--- Task 1 ---
Which rows below contain the word "mountain"? Locate each one where the letter case matches and copy that row in full.

--- Source ---
══════════
[Intel-gfx] [RFC PATCH 00/20] Initial Xe driver submission
Rodrigo Vivi
rodrigo.vivi at intel.com
Wed Mar 1 23:00:02 UTC 2023
On Fri, Feb 17, 2023 at 09:51:37PM +0100, Daniel Vetter wrote:
> Hi all,
>
> [I thought I've sent this out earlier this week, but alas got stuck, kinda
> bad timing now since I'm out next week but oh well]
>
> So xe is a quite substantial thing, and I think we need a clear plan how to land
> this or it will take forever, and managers will panic. Also I'm not a big fan of
> "Dave/me reviews everything", we defacto had that for amd's dc/dal and it was
> not fun. The idea here is how to get everything reviewed without having two
> people end up somewhat arbitrary as deciders.
Thank you so much for taking time to write it down. We need to get alignment
on the critical topics to see how we can move this forward.
══════════
[Data listing]

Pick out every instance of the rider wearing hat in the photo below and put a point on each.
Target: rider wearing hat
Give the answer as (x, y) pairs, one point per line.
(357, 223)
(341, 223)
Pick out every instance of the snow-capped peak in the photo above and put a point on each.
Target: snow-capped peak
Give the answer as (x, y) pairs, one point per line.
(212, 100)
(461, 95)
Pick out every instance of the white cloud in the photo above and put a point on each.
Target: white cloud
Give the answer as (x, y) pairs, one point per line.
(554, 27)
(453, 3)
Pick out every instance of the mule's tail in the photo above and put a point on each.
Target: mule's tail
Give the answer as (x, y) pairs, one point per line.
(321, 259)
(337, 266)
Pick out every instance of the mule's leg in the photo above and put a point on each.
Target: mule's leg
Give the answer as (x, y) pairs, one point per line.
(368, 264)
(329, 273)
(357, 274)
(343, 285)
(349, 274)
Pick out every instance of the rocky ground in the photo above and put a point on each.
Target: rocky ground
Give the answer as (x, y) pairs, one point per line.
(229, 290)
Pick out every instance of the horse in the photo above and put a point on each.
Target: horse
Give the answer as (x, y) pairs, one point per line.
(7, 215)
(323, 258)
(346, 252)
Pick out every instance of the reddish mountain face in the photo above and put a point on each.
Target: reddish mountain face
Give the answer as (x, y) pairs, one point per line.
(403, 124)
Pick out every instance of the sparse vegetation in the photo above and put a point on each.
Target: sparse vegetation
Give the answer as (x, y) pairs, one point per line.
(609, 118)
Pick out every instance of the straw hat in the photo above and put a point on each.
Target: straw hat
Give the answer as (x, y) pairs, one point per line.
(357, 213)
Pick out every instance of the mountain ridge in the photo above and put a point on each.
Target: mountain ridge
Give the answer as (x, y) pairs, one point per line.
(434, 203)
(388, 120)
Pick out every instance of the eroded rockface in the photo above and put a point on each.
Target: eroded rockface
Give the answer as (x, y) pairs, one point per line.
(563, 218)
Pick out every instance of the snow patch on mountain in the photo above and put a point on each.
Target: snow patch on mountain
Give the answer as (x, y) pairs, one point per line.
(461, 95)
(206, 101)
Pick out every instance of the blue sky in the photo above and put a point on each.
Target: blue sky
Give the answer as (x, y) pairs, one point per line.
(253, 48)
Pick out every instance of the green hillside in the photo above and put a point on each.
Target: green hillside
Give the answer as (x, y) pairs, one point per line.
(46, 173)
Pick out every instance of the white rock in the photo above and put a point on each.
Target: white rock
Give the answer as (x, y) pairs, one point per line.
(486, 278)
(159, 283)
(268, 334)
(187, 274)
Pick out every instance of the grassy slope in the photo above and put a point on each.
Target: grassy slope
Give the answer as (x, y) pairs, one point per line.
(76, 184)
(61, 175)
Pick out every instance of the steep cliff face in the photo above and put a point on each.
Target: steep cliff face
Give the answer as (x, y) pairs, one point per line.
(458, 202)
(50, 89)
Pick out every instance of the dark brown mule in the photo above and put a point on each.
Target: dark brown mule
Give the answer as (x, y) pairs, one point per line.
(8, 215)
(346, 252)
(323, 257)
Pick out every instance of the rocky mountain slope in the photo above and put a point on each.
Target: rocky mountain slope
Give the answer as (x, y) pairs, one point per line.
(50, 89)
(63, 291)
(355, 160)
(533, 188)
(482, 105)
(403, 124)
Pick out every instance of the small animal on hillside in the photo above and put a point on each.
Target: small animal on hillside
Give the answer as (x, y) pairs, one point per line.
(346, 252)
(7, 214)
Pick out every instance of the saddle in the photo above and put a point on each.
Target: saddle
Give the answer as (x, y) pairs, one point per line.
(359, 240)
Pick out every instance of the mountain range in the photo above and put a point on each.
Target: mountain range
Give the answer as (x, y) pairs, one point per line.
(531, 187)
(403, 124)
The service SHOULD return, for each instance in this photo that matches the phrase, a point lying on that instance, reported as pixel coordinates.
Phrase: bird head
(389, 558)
══════════
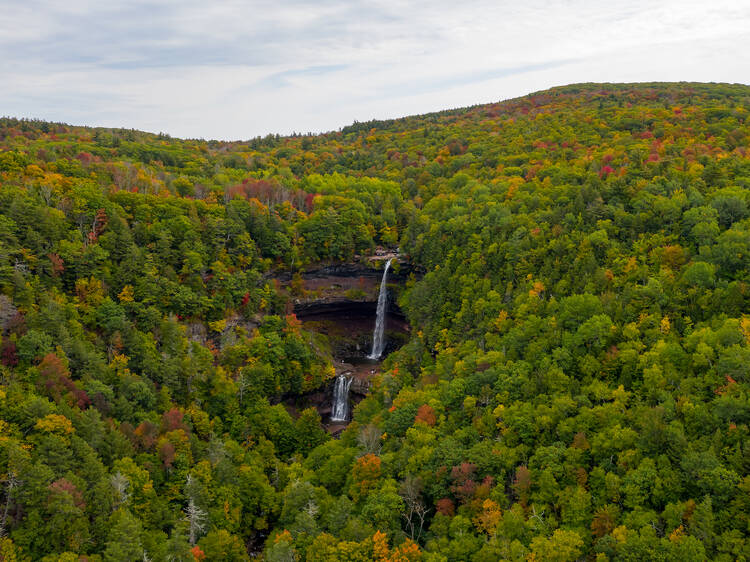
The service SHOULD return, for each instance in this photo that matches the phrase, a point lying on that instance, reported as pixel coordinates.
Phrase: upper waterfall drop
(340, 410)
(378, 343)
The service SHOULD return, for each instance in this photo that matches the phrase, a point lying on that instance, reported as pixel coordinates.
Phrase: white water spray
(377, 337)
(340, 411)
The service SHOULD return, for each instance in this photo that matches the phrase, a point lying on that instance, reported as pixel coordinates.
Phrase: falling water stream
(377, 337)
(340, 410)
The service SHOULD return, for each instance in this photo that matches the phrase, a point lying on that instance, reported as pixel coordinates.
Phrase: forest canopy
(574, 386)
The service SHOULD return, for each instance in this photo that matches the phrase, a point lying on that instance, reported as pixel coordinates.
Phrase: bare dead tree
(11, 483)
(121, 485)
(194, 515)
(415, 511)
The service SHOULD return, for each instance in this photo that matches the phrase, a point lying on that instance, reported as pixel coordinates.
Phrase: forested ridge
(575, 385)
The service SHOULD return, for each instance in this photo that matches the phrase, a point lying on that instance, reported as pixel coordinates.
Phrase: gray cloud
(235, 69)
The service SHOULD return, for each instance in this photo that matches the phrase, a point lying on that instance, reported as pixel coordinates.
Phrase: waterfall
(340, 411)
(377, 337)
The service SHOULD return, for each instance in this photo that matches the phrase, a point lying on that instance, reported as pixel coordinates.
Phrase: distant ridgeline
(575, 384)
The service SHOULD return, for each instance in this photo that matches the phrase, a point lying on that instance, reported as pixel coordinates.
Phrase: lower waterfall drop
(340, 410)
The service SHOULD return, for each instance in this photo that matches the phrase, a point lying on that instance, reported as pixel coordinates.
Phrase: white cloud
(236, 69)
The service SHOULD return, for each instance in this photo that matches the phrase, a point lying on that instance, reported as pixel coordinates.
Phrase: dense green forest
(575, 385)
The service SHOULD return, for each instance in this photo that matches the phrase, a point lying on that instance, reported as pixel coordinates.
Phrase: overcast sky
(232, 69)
══════════
--- Task 2 ---
Which people does the mailing list post above name? List each name as it appears in the post.

--- Correct result 1 ---
Pick out every instance of the reddish mountain face in the photo above and put a point on each.
Target: reddish mountain face
Pick out every instance of the mountain ridge in the photo above and put a point on each.
Target: mountain ridge
Pick out every instance of the snow patch on mountain in the photo above and put a point on each.
Target: snow patch on mountain
Pick out every instance of the rocky mountain slope in the photo above and put a point on each.
Target: rocky mountain slope
Pick out every instance of the mountain range in the photo above and put a point on each.
Target: mountain range

--- Correct result 2 ---
Rodrigo Vivi
Daniel Vetter
Dave